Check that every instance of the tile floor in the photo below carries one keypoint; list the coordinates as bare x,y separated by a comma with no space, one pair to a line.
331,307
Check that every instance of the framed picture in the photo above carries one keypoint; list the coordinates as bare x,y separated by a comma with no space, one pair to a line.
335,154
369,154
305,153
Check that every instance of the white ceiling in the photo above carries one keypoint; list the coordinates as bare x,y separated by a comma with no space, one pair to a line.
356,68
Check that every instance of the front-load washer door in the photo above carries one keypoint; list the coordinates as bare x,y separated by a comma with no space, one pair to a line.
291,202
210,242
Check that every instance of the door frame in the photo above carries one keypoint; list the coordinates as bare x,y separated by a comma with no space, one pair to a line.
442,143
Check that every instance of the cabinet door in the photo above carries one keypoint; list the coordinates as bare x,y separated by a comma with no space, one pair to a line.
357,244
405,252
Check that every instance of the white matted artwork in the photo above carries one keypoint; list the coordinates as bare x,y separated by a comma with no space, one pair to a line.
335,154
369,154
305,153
# # # # # # #
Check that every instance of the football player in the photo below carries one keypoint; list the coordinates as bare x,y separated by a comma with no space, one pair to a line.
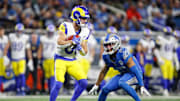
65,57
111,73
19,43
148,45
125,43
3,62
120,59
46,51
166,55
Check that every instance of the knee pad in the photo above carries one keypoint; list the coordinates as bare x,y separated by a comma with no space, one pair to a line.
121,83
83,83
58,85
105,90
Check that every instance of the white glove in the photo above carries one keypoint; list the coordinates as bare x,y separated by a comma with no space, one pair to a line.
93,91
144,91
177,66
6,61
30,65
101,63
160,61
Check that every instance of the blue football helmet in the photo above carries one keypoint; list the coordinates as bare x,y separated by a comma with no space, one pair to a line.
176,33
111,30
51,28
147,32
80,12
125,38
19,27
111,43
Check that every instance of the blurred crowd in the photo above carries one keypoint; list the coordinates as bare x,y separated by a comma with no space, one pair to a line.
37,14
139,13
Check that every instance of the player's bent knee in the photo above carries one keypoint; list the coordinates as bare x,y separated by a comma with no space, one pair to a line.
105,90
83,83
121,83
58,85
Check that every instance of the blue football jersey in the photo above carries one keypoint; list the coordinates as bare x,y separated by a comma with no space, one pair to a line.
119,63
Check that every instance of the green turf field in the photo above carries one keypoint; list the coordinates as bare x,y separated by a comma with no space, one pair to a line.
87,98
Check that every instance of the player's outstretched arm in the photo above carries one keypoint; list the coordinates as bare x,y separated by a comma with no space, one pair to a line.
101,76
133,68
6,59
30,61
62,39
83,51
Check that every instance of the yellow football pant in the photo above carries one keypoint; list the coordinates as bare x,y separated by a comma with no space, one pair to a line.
# # # # # # #
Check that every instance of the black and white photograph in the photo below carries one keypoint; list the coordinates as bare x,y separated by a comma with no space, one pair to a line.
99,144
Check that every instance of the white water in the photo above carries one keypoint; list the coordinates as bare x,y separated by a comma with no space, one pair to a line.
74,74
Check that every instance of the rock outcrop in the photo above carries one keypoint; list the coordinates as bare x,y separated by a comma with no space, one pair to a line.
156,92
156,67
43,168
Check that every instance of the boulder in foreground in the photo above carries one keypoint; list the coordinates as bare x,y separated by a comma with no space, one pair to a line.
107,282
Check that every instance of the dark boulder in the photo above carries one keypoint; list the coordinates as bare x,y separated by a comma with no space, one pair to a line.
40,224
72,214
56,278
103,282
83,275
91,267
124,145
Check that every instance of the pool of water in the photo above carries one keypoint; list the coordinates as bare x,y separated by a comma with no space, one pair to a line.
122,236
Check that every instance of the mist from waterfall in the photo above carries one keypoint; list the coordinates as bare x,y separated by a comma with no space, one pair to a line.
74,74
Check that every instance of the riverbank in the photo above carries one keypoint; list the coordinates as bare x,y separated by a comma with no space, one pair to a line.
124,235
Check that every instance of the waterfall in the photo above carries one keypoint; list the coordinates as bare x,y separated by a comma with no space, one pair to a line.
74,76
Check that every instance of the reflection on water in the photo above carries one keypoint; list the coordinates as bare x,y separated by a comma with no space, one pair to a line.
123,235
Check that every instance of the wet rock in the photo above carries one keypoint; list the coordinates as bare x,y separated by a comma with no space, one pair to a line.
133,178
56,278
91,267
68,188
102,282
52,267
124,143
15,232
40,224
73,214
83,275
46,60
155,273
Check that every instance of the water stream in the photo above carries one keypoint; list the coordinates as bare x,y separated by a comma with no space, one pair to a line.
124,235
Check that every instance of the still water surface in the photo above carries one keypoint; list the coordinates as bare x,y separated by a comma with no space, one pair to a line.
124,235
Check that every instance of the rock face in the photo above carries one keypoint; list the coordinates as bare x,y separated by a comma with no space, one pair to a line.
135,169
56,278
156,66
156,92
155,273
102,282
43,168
# # # # # # #
■ **Written instruction**:
Quote the entries above word for word, from the line containing "Check that every instance of the football" through the line containing "Check that every instance of the yellow", including both of those lines. Leave the pictures out of your answer.

■ **Full response**:
Check that every instance of the football player in the photo below carries one keypoint; list the coordinates as bare x,y separated by a comma with no space, one pair to a line.
65,57
111,73
19,43
148,45
125,43
3,62
120,59
46,51
166,55
Check that every instance of the knee pad in the photo above carries one keypoint; list the coordinates as bare x,y separated by a comma with no space, one pair to a line.
121,83
83,83
58,85
105,90
Check that every instance of the white glove in the photo above carries one keypoint; list the coordinates as bare x,y separated by a comma with no space, one pair to a line.
93,91
144,91
177,66
6,61
30,65
101,63
160,61
Check that every instance of the blue football helmet in the photo above carries one keypoint; list the coordinates as bare x,y separated by a comma with no space, one pair to a line.
176,33
111,30
51,28
147,32
80,12
125,38
19,27
111,43
Check that every instance of the blurred crowd in the photo above carries one keypoint; list the coordinates as bare x,y separated by a comma with no space, one pair to a line.
37,14
139,13
Check that every instance of the player's bent knee in the photo above carries one keypoint; list the coordinates as bare x,y separated by a comma with no space, one pair to a line.
105,90
83,83
121,83
58,85
Check that every instance of the blue football jersey in the photo above carries one keypoint; list the coordinates as bare x,y separated by a comma with no space, one pair to a line.
119,63
Check that every instance of the green turf field in the photo above carries one keypoint; list the coordinates as bare x,y separated by a comma with no space, one pair to a line.
87,98
Check that every instance of the player's outstretched arm in the photo above carries one keypoint; list the coordinates as bare x,y separated by a comma with no space, one pair to a line.
101,76
133,68
6,59
30,61
62,39
83,51
Check that every instance of the yellow football pant in the photo above carries one keypoint; list the coordinates as bare x,y separated by a comma with no space, one pair to a line.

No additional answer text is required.